**Data for processing**:
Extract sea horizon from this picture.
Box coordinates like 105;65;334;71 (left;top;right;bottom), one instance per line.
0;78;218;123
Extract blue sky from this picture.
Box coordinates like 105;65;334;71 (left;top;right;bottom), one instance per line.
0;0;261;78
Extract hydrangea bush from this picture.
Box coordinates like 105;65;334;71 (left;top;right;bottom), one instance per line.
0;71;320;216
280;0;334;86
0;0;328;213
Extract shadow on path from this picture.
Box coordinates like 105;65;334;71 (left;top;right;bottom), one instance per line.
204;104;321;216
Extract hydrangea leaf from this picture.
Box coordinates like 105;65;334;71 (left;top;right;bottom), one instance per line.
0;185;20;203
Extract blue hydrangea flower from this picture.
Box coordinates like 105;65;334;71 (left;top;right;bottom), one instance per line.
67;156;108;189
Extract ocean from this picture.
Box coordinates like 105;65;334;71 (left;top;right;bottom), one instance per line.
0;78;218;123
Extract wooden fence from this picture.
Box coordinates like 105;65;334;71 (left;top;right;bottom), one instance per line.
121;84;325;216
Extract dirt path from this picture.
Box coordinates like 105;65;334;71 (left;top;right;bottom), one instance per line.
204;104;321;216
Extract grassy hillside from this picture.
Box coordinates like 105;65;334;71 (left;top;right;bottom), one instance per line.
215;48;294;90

**Stated problem**:
Could you put the listing above into a two-column CSV with the headers request and answer, one row per request? Each row should hold the request text and its answer, each in a single quoted field, with line breaks replaced by spaces.

**Correct output**:
request,answer
"Extract sea horizon from this picture. Box coordinates like 105;65;334;71 (left;top;right;bottom), one instance per line.","0;78;218;123"
"Extract blue sky from this picture. Box coordinates like 105;65;334;71 (left;top;right;bottom), one instance per line.","0;0;261;78"
"Extract hydrangea bush from this picture. Box coordinates like 105;65;334;71 (left;top;right;bottom), one instance per line.","0;71;320;216 280;0;334;86 0;0;328;213"
"Extract shadow on path from this picture. Box coordinates like 105;65;334;71 (left;top;right;bottom), one instance per line.","204;104;321;216"
"Extract hydrangea leaf from this picture. Box coordinates like 105;65;334;71 (left;top;right;bottom), one instance per line.","0;185;20;203"
"Extract blue hydrangea flower from this picture. Box coordinates like 105;65;334;71 (left;top;right;bottom), one instance per line.","67;156;108;189"
"Extract ocean from this picture. Box coordinates like 105;65;334;71 (left;top;right;bottom), one instance per line.","0;78;218;123"
"Extract wooden fence from this picture. Box coordinates like 105;65;334;71 (left;top;right;bottom), one instance per line.","121;84;325;216"
"Extract dirt path from this picture. Box coordinates like 105;65;334;71 (left;top;right;bottom), one instance per line.","204;104;321;216"
"Extract grassy hillside from this picture. Box coordinates like 105;65;334;71 (left;top;right;bottom), one instance per line.","215;48;294;90"